▶ **SELECTION**:
——
ALISYN CAMEROTA, CNN ANCHOR: And while that drama is playing out, confirmation hearings begin in a few hours for President Trump's Supreme Court nominee, Brett Kavanaugh.

Overnight, the George W. Bush administration turned over 42,000 pages of documents from Kavanaugh's time in the Bush White House. But Democrats are angry about this timing, because they say that doesn't give them enough time to read all of those pages before the hearings.

So let's begin our coverage with CNN meteorologist Chad Myers. He has the latest forecast for Tropical Storm Gordon.

Where is it heading, Chad?

CHAD MYERS, CNN METEOROLOGIST: It is heading to Bay St. Louis, Gulfport, Dauphin (ph) Island, that area there just to the east of Louisiana.

Now here is where it is now: in the Gulf of Mexico in very warm water, gaining a little bit of strength. We're up to 65 miles per hour. This time yesterday we were going from 30 to 35 to 45. Now it's in there. The airplane has flown in. It will be making landfall tonight somewhere between 10 p.m. and midnight very close to Bay St. Louis.

Don't focus on the middle of the eye. The effect will be a storm surge effect, all the way from parts of Mobile Bay, all the way through Gulfport and Biloxi and all the way to west of there, all the way even into parts of Louisiana right there at the Pearl River. That's where the most surge will be. Three to five feet. If you are less than three to five feet above sea level, you need to get away from that water, especially up those rivers, because that's where that water will be going.

Sixty-five miles per hour, forecast to be a 75 mile-per-hour hurricane making landfall, because the temperatures are warm. The temperatures are middle 80s. This is -- this is fuel for this storm. This is why this storm will get stronger as we go from here, even though we only have 18 hours now before it actually makes landfall.

Hurricane warnings all the way from Pensacola through Biloxi, all the way over to the Pearl River. And that's where the biggest impact will be, again, with that surge pushing that water on land. Yes, we'll get some wind damage at 75, but the water is a lot more powerful than the wind.

Guys, back to you.

CAMEROTA: OK, Chad, we will check in with you throughout the program. Thank you very much.
——
▶ **WRITTEN TASK 1**: In the records, edit the stretch from the line containing "The component shall point out each instance of the boulder" through the line containing "point(518, 232)", replacing "boulder" with "large rock" and leaving everything else unchanged. Return only those lines.

(Object location annotation data)
——
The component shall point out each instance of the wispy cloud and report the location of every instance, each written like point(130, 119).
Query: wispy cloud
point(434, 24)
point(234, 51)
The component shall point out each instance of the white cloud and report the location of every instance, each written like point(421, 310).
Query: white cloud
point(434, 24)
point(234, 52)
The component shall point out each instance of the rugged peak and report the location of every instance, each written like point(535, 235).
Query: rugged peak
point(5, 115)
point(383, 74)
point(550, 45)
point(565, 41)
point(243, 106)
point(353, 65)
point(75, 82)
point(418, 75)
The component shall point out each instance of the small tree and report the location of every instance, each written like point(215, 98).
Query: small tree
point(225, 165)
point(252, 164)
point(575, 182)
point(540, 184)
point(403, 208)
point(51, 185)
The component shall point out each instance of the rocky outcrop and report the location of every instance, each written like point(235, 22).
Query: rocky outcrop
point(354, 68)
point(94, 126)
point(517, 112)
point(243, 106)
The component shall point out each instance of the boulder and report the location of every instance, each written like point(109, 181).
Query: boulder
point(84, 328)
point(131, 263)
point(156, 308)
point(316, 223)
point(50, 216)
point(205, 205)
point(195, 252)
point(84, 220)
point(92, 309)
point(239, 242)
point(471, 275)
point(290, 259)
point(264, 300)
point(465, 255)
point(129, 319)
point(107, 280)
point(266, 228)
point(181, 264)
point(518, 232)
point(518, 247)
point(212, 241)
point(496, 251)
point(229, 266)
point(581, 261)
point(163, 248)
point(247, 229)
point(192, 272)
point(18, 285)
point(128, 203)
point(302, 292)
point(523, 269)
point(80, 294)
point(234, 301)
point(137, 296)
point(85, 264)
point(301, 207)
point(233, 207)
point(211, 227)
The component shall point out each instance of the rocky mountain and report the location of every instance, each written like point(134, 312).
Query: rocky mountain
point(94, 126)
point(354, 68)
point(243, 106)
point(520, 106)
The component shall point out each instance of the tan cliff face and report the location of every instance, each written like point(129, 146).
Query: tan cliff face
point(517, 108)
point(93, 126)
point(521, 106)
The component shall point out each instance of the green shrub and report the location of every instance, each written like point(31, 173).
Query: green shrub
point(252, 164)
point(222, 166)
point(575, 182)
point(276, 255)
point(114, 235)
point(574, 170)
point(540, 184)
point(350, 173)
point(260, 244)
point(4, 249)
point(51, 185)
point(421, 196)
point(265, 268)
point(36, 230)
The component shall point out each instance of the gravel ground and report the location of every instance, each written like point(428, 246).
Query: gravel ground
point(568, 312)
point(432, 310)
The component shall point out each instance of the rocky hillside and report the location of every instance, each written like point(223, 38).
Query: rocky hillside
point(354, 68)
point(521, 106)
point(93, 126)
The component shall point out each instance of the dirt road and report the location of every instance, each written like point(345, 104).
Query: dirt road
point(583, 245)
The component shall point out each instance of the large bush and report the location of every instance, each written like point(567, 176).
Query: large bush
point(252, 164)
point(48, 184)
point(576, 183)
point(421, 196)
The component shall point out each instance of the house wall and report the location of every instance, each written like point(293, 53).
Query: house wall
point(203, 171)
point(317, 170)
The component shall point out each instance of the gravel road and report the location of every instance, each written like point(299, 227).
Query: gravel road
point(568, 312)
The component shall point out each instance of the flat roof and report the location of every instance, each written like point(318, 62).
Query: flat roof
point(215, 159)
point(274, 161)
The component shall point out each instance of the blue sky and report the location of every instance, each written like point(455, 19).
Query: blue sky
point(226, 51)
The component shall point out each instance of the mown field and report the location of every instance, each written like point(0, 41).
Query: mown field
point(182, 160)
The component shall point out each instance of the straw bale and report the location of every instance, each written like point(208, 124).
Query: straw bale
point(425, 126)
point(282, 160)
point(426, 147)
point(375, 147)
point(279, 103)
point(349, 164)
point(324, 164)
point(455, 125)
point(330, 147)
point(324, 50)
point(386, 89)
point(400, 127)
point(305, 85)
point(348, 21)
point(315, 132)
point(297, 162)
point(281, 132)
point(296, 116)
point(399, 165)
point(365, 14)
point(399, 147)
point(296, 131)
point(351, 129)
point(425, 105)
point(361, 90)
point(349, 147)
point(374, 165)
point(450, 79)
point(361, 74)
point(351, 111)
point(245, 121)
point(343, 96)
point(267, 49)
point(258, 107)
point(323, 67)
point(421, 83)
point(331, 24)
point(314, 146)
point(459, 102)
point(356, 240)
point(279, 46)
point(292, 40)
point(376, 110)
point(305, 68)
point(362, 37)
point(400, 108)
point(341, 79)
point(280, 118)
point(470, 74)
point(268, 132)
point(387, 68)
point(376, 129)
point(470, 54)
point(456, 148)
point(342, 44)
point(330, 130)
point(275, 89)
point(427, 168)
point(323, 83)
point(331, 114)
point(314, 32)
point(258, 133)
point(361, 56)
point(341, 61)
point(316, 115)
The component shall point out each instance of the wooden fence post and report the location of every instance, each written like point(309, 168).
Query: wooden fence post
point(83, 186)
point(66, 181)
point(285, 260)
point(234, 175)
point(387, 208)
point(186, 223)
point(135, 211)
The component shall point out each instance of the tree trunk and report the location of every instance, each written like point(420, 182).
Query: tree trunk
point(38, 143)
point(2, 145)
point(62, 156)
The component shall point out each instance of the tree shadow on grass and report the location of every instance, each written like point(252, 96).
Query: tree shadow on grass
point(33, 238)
——
▶ **WRITTEN TASK 2**: According to the broadcast transcript, how many pages of documents from Kavanaugh's time in the Bush White House were turned over overnight?

▶ **COMPLETE RESPONSE 1**:
The component shall point out each instance of the large rock and report the location of every instance, each written like point(109, 181).
Query: large rock
point(84, 328)
point(131, 263)
point(156, 308)
point(316, 223)
point(50, 216)
point(205, 205)
point(195, 252)
point(84, 220)
point(92, 309)
point(239, 242)
point(471, 275)
point(290, 259)
point(264, 300)
point(465, 255)
point(129, 319)
point(107, 280)
point(266, 228)
point(181, 264)
point(518, 232)

▶ **COMPLETE RESPONSE 2**: 42,000 pages.